***** EXCERPT TO READ

Macabre comedy ensues.

I once made the mistake of taking a graduate-level course on Faulkner, which required reading an assigned novel every couple of weeks. I’ve always had a penchant (and dare I say, talent) for getting things done at the last possible minute. Not so with Faulkner. His work should be savored like a piece of artisan-crafted dark chocolate, not gobbled like a waxy Hershey’s Kiss. Sure, I read “The Unvanquished” in one night, but I can’t recall a single plot point. I’d guess it’s about a dysfunctional Mississippi family who may or may not turn out to be vanquished. Am I close?

The most common complaint I hear about Faulkner is that his work is difficult to read. No argument there: it is. But it’s kind of like exercise: difficult at the time, but satisfying (especially if you reward yourself with ice cream once you’re done).

In an interview for The Paris Review, Faulkner was asked: “Some people say they can’t understand your writing, even after they read it two or three times. What approach would you suggest for them.” Faulkner replied: “Read it four times.”

If you find yourself near Oxford, MS, looking for a literary excursion, head over to Faulkner’s Greek Revival home, Rowan Oak. On my visit, the docent was knowledgeable and none-too-strict, which was nice, seeing as I had to move the plastic barrier at the door of his study to get a better view of his writing on the walls. This was the outline of his novel “The Fable,” for which he won a Pulitzer Prize. Sadly, my parents painted over all my crayon scribblings decades ago. Who knows what all I could have won by now…

What’s your favorite Faulkner novel, story, or anecdote? And if he’s not your cup of sweet tea, who is?

Photo credits: Rowan Oak sign and Faulkner’s writing on the walls photos courtesy of Nick Russell. Check out a collection of his AH-MAY-ZING photos on his blog Visual Textuality.

8 Responses to “90. William Faulkner, King of Yoknapatawpha County”

  1. Valerie March 25, 2011 at 2:41 pm #

    Flannery O’Conner? There’s a wonderful new novel coming out in which Flannery is a main character-A GOOD HARD LOOK. And O’Conner’s letters are great as all.

**********

■ **TASK OBJECTIVE**: Do these statements agree with the post about Faulkner: (a) the writer read "The Unvanquished" in one night, (b) Faulkner advised readers who couldn't understand him to read his work three times, (c) the writing on the walls of his study was the outline of "The Fable"? Answer yes or no for each, quoting the words in the text that decide it.

***** SUPPLIED INFORMATION

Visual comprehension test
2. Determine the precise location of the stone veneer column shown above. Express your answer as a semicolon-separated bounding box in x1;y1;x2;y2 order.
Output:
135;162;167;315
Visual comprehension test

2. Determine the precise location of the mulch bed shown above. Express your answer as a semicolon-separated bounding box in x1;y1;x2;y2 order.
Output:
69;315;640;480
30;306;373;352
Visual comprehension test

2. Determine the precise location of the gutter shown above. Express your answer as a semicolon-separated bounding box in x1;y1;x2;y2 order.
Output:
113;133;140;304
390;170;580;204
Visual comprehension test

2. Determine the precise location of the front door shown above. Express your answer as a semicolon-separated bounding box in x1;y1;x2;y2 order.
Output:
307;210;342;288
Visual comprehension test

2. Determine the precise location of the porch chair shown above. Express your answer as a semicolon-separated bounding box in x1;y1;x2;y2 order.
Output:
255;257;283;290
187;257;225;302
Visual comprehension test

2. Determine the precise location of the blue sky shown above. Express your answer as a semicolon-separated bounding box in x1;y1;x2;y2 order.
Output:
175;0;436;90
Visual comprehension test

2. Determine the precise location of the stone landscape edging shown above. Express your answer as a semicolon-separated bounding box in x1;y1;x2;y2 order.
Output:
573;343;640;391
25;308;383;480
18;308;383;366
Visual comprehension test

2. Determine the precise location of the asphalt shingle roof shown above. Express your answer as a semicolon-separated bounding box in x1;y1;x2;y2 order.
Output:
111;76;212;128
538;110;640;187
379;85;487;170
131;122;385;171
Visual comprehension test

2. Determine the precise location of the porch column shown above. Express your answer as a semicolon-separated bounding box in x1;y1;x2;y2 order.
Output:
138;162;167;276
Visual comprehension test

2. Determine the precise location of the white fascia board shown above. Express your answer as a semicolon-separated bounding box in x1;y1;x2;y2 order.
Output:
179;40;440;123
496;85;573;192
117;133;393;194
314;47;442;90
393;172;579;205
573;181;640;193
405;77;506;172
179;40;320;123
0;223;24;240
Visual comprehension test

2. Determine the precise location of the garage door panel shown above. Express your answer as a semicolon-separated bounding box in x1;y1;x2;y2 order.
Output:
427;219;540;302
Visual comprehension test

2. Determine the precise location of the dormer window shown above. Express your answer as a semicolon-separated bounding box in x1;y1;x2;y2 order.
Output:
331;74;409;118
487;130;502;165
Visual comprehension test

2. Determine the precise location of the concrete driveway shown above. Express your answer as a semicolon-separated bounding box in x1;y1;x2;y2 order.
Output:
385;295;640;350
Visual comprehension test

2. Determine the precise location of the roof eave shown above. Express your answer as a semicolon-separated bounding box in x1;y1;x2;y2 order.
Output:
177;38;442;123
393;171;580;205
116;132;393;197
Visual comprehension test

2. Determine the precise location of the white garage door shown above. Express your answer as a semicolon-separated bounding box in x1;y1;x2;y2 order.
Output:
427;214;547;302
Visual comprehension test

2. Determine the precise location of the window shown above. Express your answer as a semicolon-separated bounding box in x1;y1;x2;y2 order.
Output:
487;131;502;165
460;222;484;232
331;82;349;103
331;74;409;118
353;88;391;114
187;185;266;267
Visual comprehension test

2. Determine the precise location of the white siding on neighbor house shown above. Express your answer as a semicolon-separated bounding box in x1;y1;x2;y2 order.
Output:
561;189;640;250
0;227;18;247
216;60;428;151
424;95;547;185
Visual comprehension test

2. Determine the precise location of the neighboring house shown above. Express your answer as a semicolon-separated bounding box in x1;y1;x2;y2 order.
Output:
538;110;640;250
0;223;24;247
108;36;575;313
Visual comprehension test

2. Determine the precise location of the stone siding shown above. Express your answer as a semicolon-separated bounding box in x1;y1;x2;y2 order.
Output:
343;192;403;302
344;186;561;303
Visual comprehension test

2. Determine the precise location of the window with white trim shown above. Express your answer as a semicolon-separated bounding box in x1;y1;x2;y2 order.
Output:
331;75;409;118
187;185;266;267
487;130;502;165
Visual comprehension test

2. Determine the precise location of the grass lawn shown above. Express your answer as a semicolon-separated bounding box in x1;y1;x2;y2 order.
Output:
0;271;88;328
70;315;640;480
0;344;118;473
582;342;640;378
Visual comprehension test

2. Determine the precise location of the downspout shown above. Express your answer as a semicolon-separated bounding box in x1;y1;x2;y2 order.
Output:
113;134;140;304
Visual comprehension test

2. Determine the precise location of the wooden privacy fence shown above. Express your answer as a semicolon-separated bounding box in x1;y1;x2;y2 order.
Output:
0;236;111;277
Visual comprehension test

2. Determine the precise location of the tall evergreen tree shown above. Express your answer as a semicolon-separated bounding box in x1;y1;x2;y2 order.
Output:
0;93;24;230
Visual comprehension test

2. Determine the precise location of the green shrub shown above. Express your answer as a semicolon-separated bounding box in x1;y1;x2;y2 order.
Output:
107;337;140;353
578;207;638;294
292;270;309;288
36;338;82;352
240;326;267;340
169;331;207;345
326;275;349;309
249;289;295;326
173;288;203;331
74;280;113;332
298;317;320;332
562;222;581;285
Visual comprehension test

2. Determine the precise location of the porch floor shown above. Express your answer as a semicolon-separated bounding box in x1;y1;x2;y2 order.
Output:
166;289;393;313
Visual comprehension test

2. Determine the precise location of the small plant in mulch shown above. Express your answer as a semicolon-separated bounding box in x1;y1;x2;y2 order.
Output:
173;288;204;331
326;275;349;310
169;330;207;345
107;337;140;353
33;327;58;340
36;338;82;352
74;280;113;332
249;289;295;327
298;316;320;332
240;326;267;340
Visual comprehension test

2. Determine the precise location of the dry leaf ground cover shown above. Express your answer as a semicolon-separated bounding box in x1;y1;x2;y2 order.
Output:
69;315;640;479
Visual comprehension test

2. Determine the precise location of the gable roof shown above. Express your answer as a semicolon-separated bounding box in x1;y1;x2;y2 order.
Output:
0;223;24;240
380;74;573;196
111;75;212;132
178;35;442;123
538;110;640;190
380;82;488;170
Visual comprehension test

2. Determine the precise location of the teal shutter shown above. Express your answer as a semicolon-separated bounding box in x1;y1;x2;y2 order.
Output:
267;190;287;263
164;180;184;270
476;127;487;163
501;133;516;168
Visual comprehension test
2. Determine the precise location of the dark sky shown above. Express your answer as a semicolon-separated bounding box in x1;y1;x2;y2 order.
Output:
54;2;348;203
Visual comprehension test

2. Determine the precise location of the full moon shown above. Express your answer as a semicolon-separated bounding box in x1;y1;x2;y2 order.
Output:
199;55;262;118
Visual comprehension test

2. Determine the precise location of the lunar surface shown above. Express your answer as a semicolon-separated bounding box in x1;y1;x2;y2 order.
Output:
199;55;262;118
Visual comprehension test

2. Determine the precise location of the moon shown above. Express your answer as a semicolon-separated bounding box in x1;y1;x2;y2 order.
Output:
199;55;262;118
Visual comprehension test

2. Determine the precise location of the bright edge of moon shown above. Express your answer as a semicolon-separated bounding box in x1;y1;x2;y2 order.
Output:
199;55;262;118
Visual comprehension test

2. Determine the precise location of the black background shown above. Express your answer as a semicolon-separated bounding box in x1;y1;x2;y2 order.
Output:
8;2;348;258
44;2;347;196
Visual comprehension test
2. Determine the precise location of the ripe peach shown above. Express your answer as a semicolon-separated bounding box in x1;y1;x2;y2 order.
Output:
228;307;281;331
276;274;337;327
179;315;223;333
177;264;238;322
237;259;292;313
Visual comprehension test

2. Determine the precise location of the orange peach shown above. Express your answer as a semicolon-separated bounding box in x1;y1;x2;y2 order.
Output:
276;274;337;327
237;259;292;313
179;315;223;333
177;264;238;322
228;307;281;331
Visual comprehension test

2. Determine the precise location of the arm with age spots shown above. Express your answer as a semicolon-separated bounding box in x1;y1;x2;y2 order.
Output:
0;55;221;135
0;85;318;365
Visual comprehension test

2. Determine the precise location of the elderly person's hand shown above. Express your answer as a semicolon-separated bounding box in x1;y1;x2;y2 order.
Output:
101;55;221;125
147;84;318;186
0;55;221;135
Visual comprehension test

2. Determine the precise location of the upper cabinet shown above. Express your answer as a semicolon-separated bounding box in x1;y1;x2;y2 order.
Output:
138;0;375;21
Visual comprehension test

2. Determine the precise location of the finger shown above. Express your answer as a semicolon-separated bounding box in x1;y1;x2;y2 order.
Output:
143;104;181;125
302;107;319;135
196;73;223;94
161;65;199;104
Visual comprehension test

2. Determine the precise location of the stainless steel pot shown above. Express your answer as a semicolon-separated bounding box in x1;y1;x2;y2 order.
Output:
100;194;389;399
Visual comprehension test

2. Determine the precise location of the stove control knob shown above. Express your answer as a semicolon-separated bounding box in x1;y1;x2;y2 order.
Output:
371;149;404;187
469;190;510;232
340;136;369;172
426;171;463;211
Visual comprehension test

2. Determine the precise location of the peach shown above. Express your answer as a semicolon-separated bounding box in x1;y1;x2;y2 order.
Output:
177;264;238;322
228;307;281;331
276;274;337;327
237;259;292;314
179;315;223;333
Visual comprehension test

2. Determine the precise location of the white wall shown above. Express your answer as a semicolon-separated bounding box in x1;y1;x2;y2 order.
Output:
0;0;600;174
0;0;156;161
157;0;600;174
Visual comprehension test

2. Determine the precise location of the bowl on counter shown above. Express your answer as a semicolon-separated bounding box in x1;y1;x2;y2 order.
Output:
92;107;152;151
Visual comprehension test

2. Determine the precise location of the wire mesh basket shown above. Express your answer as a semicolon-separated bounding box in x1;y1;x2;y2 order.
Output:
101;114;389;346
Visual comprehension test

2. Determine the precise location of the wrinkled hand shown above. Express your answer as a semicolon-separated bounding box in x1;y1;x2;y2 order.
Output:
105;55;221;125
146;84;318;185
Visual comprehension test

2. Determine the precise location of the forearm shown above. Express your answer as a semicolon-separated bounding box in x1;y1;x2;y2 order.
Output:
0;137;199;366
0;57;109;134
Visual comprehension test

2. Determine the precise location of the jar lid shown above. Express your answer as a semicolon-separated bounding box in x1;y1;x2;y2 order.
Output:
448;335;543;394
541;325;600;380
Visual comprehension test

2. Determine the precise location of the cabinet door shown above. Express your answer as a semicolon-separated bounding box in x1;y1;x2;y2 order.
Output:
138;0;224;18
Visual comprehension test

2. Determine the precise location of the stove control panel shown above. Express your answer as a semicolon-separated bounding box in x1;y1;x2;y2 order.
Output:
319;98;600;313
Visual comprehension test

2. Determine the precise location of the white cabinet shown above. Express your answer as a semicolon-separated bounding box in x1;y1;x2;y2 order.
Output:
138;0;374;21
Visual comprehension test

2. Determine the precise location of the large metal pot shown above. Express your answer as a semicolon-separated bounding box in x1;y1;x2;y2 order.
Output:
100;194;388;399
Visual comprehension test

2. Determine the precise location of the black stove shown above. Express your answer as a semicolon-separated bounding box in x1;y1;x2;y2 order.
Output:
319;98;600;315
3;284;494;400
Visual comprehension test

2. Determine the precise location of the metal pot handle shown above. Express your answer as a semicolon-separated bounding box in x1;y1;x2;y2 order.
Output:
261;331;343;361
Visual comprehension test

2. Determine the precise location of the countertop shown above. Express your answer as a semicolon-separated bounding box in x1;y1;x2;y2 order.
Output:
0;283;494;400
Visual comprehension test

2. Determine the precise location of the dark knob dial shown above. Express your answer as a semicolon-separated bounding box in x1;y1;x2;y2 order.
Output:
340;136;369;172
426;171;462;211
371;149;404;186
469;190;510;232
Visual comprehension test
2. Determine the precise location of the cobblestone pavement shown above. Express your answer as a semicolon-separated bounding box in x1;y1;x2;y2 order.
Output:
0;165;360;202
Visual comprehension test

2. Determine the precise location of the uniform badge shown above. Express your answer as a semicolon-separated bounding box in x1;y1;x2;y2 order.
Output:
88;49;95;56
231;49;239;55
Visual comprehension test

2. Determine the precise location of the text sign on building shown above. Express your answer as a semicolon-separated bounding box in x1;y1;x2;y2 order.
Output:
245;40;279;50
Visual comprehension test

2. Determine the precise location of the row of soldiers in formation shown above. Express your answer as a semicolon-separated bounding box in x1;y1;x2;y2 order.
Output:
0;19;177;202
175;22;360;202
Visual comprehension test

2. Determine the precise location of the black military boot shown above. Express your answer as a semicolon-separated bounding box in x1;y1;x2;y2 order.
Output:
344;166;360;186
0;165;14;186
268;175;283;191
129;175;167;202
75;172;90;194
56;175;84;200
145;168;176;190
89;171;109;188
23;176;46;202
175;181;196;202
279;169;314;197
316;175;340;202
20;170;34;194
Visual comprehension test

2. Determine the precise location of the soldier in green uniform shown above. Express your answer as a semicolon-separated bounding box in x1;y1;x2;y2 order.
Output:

**********

■ **SOLUTION TO THIS EXERCISE**:
(a) Yes: "Sure, I read “The Unvanquished” in one night"
(b) No: "Faulkner replied: “Read it four times.”"
(c) Yes: "This was the outline of his novel “The Fable,”"